• _TASK DETAILS_
Your response should consist of the records below, repeated exactly.

• _DATA SUPPLIED_
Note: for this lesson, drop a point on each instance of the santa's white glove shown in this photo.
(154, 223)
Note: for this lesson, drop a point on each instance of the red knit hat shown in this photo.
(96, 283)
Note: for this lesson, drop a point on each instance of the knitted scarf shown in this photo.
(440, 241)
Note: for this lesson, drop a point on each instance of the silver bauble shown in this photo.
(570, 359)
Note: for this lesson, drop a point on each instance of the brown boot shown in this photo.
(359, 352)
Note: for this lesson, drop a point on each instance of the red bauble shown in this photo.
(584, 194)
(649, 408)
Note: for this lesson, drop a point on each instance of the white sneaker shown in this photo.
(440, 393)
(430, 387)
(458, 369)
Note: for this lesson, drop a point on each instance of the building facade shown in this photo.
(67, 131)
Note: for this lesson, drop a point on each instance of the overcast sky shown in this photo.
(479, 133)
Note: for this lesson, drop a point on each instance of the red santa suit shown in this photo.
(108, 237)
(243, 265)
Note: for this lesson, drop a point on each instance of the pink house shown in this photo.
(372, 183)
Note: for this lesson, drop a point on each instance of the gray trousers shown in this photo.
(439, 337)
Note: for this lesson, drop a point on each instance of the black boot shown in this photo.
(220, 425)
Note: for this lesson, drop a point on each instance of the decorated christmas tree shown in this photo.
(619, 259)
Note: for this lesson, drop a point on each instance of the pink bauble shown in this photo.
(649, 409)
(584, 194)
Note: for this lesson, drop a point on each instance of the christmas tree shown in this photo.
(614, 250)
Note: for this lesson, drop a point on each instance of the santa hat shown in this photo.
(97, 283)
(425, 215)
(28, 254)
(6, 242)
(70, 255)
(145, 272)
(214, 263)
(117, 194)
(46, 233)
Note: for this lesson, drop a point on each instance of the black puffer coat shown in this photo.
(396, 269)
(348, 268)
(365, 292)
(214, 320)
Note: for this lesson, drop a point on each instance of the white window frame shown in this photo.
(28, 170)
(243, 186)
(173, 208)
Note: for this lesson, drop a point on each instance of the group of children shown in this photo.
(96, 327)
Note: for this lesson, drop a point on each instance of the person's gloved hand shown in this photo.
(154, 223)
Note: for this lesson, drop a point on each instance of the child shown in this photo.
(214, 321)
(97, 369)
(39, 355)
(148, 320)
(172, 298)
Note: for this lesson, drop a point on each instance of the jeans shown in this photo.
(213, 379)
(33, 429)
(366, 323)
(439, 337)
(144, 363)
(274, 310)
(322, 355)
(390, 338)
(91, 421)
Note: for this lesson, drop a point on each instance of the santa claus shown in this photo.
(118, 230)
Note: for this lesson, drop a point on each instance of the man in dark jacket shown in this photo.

• _ANSWER TO THIS PROBLEM_
Note: for this lesson, drop a point on each instance of the santa's white glove shown in this photo.
(154, 223)
Note: for this lesson, drop a point on each instance of the red knit hat shown in this photo.
(96, 283)
Note: for this lesson, drop a point on each instance of the knitted scarf shown in this photo.
(440, 241)
Note: for this lesson, drop a point on each instance of the silver bauble shown in this photo.
(570, 359)
Note: for this lesson, drop a point on each instance of the brown boot shown in this photo.
(359, 352)
Note: for this lesson, drop a point on each instance of the red bauble shown in this photo.
(584, 194)
(649, 408)
Note: for this lesson, drop a point on each instance of the white sneaker shown in this photo.
(440, 393)
(430, 387)
(458, 369)
Note: for this lesson, drop a point on each instance of the building facade shown in this photo.
(67, 131)
Note: for this lesson, drop a point on each instance of the overcast sky shown in this photo.
(479, 133)
Note: for this lesson, drop a point on each instance of the red santa suit shown in this photo.
(108, 237)
(243, 265)
Note: for this lesson, drop a point on each instance of the pink house shown in this photo.
(372, 183)
Note: for this lesson, drop a point on each instance of the gray trousers shown in this photo.
(439, 337)
Note: for this lesson, drop a point on each instance of the black boot shown in this photo.
(220, 425)
Note: for this lesson, drop a point on each instance of the decorated christmas tree shown in this photo.
(619, 259)
Note: for this lesson, drop a point on each instance of the pink bauble shown in this photo.
(649, 409)
(584, 194)
Note: for this lesson, drop a point on each instance of the christmas tree shown in this photo.
(614, 250)
Note: for this lesson, drop a point on each instance of the santa hat shown in this photo.
(97, 283)
(425, 215)
(28, 254)
(6, 242)
(70, 255)
(145, 272)
(214, 263)
(117, 194)
(46, 233)
Note: for this lesson, drop a point on each instance of the black puffer coat shown in this photo.
(396, 269)
(348, 268)
(365, 292)
(214, 320)
Note: for this lesson, drop a point on each instance of the white window frame shown in this photo.
(28, 170)
(243, 186)
(173, 208)
Note: for this lesson, drop a point on each instance of the group of children shown in this photo.
(96, 327)
Note: for this lesson, drop a point on each instance of the person's gloved hand shown in this photo.
(154, 223)
Note: for this lesson, drop a point on each instance of the child shown in this photo.
(214, 321)
(97, 369)
(39, 355)
(148, 320)
(172, 298)
Note: for this lesson, drop a point on each instance of the jeans shown in this photo.
(213, 379)
(33, 429)
(366, 323)
(439, 337)
(144, 363)
(274, 310)
(322, 355)
(390, 338)
(91, 421)
Note: for this lesson, drop a point on each instance of the santa claus shown in this photo.
(118, 230)
Note: for this lesson, drop a point on each instance of the man in dark jacket shown in this photo.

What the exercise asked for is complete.